Retype each of the entries below word for word, changing nothing.

# # #

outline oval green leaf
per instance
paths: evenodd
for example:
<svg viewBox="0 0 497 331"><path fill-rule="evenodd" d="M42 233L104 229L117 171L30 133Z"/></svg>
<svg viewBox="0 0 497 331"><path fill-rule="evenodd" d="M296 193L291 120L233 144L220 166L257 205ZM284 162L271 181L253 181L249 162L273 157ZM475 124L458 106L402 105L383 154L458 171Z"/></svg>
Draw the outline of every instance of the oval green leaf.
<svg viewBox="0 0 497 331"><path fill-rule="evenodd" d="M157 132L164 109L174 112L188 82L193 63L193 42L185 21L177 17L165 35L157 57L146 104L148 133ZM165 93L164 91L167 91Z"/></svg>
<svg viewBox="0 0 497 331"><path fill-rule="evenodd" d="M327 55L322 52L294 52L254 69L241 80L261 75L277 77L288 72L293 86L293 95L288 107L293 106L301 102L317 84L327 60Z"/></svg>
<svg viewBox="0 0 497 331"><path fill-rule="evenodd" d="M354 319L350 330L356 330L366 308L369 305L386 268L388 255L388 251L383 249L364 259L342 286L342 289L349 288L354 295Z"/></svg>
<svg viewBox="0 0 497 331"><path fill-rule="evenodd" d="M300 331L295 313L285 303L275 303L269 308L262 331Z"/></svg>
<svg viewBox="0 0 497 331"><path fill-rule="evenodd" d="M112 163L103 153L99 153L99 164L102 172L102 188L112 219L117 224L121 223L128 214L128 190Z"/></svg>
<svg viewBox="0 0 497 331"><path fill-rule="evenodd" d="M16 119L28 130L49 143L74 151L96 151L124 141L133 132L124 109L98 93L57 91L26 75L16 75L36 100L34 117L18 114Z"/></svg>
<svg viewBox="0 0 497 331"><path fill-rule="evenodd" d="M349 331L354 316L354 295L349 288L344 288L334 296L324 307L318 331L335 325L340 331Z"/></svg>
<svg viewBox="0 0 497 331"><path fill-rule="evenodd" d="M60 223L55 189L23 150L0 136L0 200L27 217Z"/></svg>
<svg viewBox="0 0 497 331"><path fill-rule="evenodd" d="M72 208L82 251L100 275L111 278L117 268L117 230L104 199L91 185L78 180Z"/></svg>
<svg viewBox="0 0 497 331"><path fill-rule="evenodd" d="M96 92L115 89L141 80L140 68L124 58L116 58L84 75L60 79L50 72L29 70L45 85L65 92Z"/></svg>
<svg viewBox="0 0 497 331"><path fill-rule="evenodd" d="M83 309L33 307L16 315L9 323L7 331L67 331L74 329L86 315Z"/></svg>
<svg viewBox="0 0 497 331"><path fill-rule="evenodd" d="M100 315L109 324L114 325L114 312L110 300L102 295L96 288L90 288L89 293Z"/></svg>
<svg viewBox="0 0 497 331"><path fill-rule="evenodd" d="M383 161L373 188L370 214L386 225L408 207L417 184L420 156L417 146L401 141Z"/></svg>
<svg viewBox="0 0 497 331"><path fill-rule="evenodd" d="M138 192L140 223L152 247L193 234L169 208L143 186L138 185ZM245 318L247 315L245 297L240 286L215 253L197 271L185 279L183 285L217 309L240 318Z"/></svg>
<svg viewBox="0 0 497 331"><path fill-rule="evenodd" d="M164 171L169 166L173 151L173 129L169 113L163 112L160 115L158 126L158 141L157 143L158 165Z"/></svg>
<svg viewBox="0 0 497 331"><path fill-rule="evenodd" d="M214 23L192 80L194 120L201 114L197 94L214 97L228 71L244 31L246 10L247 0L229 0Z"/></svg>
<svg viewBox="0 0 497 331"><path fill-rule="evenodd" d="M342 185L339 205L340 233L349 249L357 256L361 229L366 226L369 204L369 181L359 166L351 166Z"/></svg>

# # #

Task output:
outline oval green leaf
per instance
paths: evenodd
for example:
<svg viewBox="0 0 497 331"><path fill-rule="evenodd" d="M42 233L104 229L117 171L30 133Z"/></svg>
<svg viewBox="0 0 497 331"><path fill-rule="evenodd" d="M296 193L291 120L233 144L220 166L257 205ZM284 162L271 181L253 181L249 162L273 157ZM475 124L458 106L402 105L383 154L458 171Z"/></svg>
Draw the outline of every instance of the oval green leaf.
<svg viewBox="0 0 497 331"><path fill-rule="evenodd" d="M157 132L164 109L174 112L188 82L193 63L193 42L185 21L177 17L165 35L157 57L146 104L148 133ZM165 93L164 91L167 91Z"/></svg>
<svg viewBox="0 0 497 331"><path fill-rule="evenodd" d="M327 55L322 52L294 52L254 69L241 80L261 75L277 77L288 72L293 86L293 95L288 107L293 106L301 102L317 84L327 60Z"/></svg>
<svg viewBox="0 0 497 331"><path fill-rule="evenodd" d="M354 319L350 330L356 330L366 308L369 305L386 268L388 255L388 251L383 249L364 259L342 286L342 289L349 288L354 295Z"/></svg>
<svg viewBox="0 0 497 331"><path fill-rule="evenodd" d="M300 331L295 313L285 303L275 303L269 308L262 331Z"/></svg>
<svg viewBox="0 0 497 331"><path fill-rule="evenodd" d="M112 163L103 153L99 153L99 164L102 172L102 188L112 219L117 224L121 223L128 214L128 190Z"/></svg>
<svg viewBox="0 0 497 331"><path fill-rule="evenodd" d="M16 119L28 130L49 143L74 151L96 151L124 141L133 132L124 109L98 93L57 91L26 75L16 75L36 100L34 117L18 114Z"/></svg>
<svg viewBox="0 0 497 331"><path fill-rule="evenodd" d="M349 331L354 316L354 295L349 288L344 288L334 296L324 307L318 331L335 325L340 331Z"/></svg>
<svg viewBox="0 0 497 331"><path fill-rule="evenodd" d="M60 223L55 189L23 150L0 136L0 200L27 217Z"/></svg>
<svg viewBox="0 0 497 331"><path fill-rule="evenodd" d="M72 208L82 251L100 275L111 278L117 268L117 230L104 199L91 185L78 180Z"/></svg>
<svg viewBox="0 0 497 331"><path fill-rule="evenodd" d="M96 92L115 89L141 80L140 68L124 58L116 58L84 75L60 79L50 72L29 70L45 85L65 92Z"/></svg>
<svg viewBox="0 0 497 331"><path fill-rule="evenodd" d="M83 309L33 307L16 315L9 323L7 331L67 331L74 329L86 315Z"/></svg>
<svg viewBox="0 0 497 331"><path fill-rule="evenodd" d="M100 315L109 324L114 325L114 312L110 300L102 295L96 288L90 288L89 293Z"/></svg>
<svg viewBox="0 0 497 331"><path fill-rule="evenodd" d="M383 161L373 188L370 214L386 225L408 207L417 184L420 156L417 146L401 141Z"/></svg>
<svg viewBox="0 0 497 331"><path fill-rule="evenodd" d="M138 192L140 223L152 247L193 234L169 208L143 186L138 185ZM245 318L247 315L245 297L240 286L215 253L197 271L185 279L183 285L217 309L240 318Z"/></svg>
<svg viewBox="0 0 497 331"><path fill-rule="evenodd" d="M164 171L169 166L173 151L173 129L169 113L163 112L160 115L158 126L158 141L157 143L158 165Z"/></svg>
<svg viewBox="0 0 497 331"><path fill-rule="evenodd" d="M214 23L192 80L194 120L201 114L197 94L214 97L228 71L244 31L246 10L247 0L229 0Z"/></svg>
<svg viewBox="0 0 497 331"><path fill-rule="evenodd" d="M342 185L339 205L340 233L349 249L357 256L361 229L366 226L369 204L369 181L359 166L351 166Z"/></svg>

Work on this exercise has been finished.